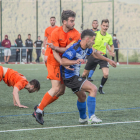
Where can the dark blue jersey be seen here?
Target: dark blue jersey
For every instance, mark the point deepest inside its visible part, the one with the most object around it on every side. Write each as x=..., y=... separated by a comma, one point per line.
x=73, y=53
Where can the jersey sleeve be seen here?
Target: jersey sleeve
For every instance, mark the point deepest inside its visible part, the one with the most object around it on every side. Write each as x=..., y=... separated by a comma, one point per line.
x=21, y=84
x=54, y=38
x=69, y=54
x=110, y=41
x=45, y=34
x=90, y=51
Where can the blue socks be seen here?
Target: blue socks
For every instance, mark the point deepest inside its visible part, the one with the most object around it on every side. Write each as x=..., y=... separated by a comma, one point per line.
x=82, y=109
x=90, y=73
x=91, y=103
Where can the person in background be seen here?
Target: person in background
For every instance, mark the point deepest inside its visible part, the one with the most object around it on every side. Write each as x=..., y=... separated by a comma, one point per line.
x=116, y=44
x=29, y=43
x=38, y=43
x=18, y=43
x=6, y=43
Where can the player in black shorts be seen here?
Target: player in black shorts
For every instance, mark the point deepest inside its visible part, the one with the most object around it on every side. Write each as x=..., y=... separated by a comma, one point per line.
x=101, y=41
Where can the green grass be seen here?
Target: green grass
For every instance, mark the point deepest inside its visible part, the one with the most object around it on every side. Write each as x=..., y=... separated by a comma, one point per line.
x=122, y=91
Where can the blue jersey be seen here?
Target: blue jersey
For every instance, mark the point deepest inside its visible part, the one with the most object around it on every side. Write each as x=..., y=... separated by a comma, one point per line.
x=73, y=53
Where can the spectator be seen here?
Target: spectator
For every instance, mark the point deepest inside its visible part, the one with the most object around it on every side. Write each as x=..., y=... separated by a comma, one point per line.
x=6, y=43
x=38, y=43
x=116, y=44
x=29, y=43
x=18, y=43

* Task instructions *
The entries above should be reproduced exactly, without their pictures.

* Output for this task *
Where can the dark blue jersey be seen here?
Target: dark blue jersey
For every instance, mark the point deepest inside its visible part, the one with the most object around it on every side. Write each as x=..., y=... separated by a comma, one point per line.
x=73, y=53
Where can the jersey sleeve be seen here?
Target: jersey sleeve
For every instance, mark the point deepest inside its visible part, the one with the most object around it on every side. Write each as x=..., y=... separated by a comma, one point per line.
x=21, y=84
x=54, y=38
x=69, y=54
x=110, y=41
x=45, y=34
x=90, y=51
Where can the blue socks be seen here?
Target: blue socks
For every instance, mark the point deepest inside its visible part, the one with the most object around it on every side. Write each as x=..., y=... separated by a comma, one point per line.
x=82, y=109
x=90, y=73
x=91, y=103
Where can the person in background be seen here?
Target: person in background
For every instance, mark the point deepest inside its visible part, the one with the most object around it on every side. Write each as x=..., y=... separated by a comma, one point per line.
x=116, y=44
x=29, y=43
x=38, y=43
x=18, y=43
x=6, y=43
Where can the player in black shorts be seen here?
Target: player in black shorts
For every instance, mark the point deepest inside its visible part, the one with the most object around it on every side. Write each as x=..., y=... separated by a comma, one point per line.
x=101, y=41
Where can the green grass be seen here?
Target: green grass
For every instance, mark the point deepest inside its visible part, the one with the most object around it on every side. Write each as x=..., y=... separated by a comma, one point per line.
x=122, y=91
Where can the blue jersey be seen here?
Target: blue jersey
For every instance, mark the point deepest inside its visible part, the one with the most object around it on every side. Write each as x=..., y=... separated by a comma, one point per line.
x=73, y=53
Where can the spectator be seen here?
Target: spectator
For every instance, mark the point deepest inside its visible part, the one with the most object around it on every side. Write each as x=..., y=... separated by a comma, one point per line.
x=6, y=43
x=38, y=43
x=116, y=44
x=29, y=43
x=18, y=43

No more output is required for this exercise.